- [Tasks and exercises]:
[a] List every Scripture reference cited in the order of worship.
[b] Reproduce the order of worship from "Do not put your" to "generations. Praise the Lord!".

[Begin Passage shown]

Make up your Mind
Prelude
Welcome
Call to Worship
“Behold, how good and how pleasant it is for brethren to dwell together in unity!” (Ps. 133:1 KJV)
*Praise insert “God is Here”
*Invocation (Lord’s Prayer) Father, as we worship, may authentic praise rise within, expressing our gratitude for the salvation we know in Christ Jesus, the Lord. Give us the grace to live joyfully, obediently, and triumphantly as your children in this world. May your Spirit reign within our hearts.
Our Father who art in heaven, hallowed be Thy name, Thy Kingdom come, thy will be done, on earth, as it is in heaven. Give us this day our daily bread. And forgive us our debts, as we forgive our debtors. And lead us not into temptation, but deliver us from evil. For thine is the kingdom and the power, and the glory, forever. Amen
*Gloria Patri (Sung together) #575
*Psalm for Today Psalm 146 (NRSV)
Praise the Lord! Praise the Lord, O my soul!
I will praise the Lord as long as I live; I will sing praises to my God all my life long.
Do not put your trust in princes, in mortals, in whom there is no help.
When their breath departs, they return to the earth; on that very day their plans perish.
Happy are those whose help is the God of Jacob, whose hope is in the Lord their God,
who made heaven and earth, the sea, and all that is in them; who keeps faith forever;
who executes justice for the oppressed; who gives food to the hungry. The Lord sets the prisoners free;
the Lord opens the eyes of the blind. The Lord lifts up those who are bowed down; the Lord loves the righteous.
The Lord watches over the strangers; he upholds the orphan and the widow,
but the way of the wicked he brings to ruin.
The Lord will reign forever, your God, O Zion, for all generations. Praise the Lord!
Just for Kids
Our Offering to God “I will freely sacrifice to thee: I will praise your name, Lord; for it is good” (Ps. 54:6)
*Doxology #572
*Prayer of Dedication Lord, as we return to you a portion of the bounty you have provided, may our gifts reflect the glad heart of your people. We rejoice in your favor and celebrate together our participation in the gospel, from the first day until now.
Scripture Reading 1 Kings 17:17-24 (NRSV)

[End Passage shown]
[Begin Records]

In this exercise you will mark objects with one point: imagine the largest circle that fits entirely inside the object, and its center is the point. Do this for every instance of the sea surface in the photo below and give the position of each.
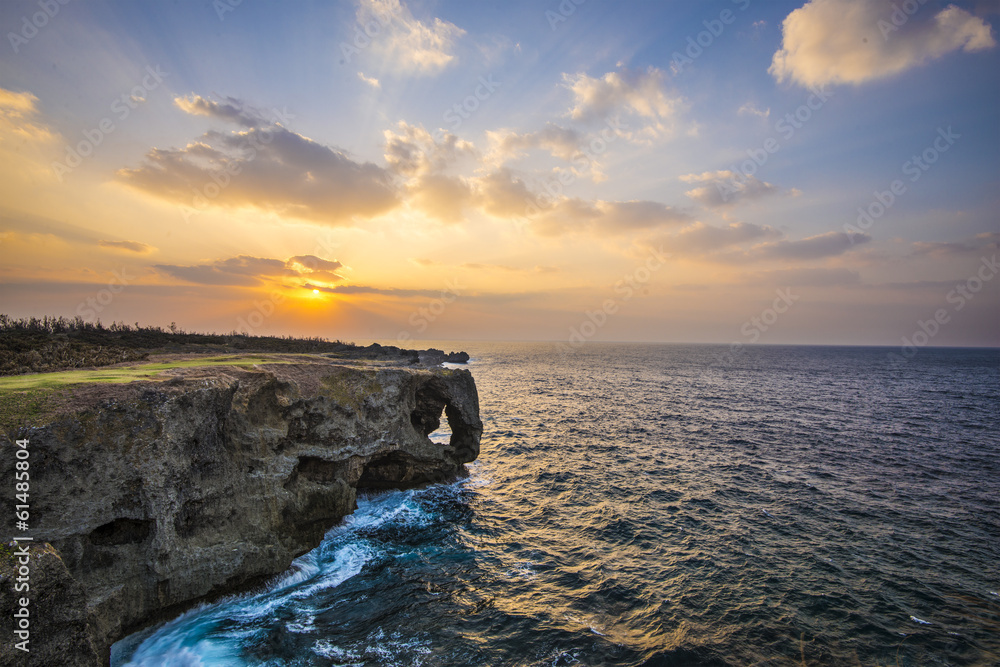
(662, 505)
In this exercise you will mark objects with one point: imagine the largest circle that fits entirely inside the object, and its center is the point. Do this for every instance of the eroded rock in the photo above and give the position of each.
(158, 495)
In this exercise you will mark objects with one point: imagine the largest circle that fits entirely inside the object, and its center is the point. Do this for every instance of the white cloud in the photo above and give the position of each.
(413, 151)
(266, 167)
(643, 96)
(371, 81)
(854, 41)
(725, 188)
(751, 109)
(406, 43)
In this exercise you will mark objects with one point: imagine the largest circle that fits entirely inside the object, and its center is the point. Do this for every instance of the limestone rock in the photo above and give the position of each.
(158, 495)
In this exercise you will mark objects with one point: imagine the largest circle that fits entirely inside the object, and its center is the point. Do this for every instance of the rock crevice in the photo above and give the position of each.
(170, 493)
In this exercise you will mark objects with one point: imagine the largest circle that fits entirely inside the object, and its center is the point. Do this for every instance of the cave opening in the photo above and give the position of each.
(427, 415)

[End Records]

- [Responses in order]:
[a]
Ps. 133:1
Psalm 146
Ps. 54:6
1 Kings 17:17-24

[b]
Do not put your trust in princes, in mortals, in whom there is no help.
When their breath departs, they return to the earth; on that very day their plans perish.
Happy are those whose help is the God of Jacob, whose hope is in the Lord their God,
who made heaven and earth, the sea, and all that is in them; who keeps faith forever;
who executes justice for the oppressed; who gives food to the hungry. The Lord sets the prisoners free;
the Lord opens the eyes of the blind. The Lord lifts up those who are bowed down; the Lord loves the righteous.
The Lord watches over the strangers; he upholds the orphan and the widow,
but the way of the wicked he brings to ruin.
The Lord will reign forever, your God, O Zion, for all generations. Praise the Lord!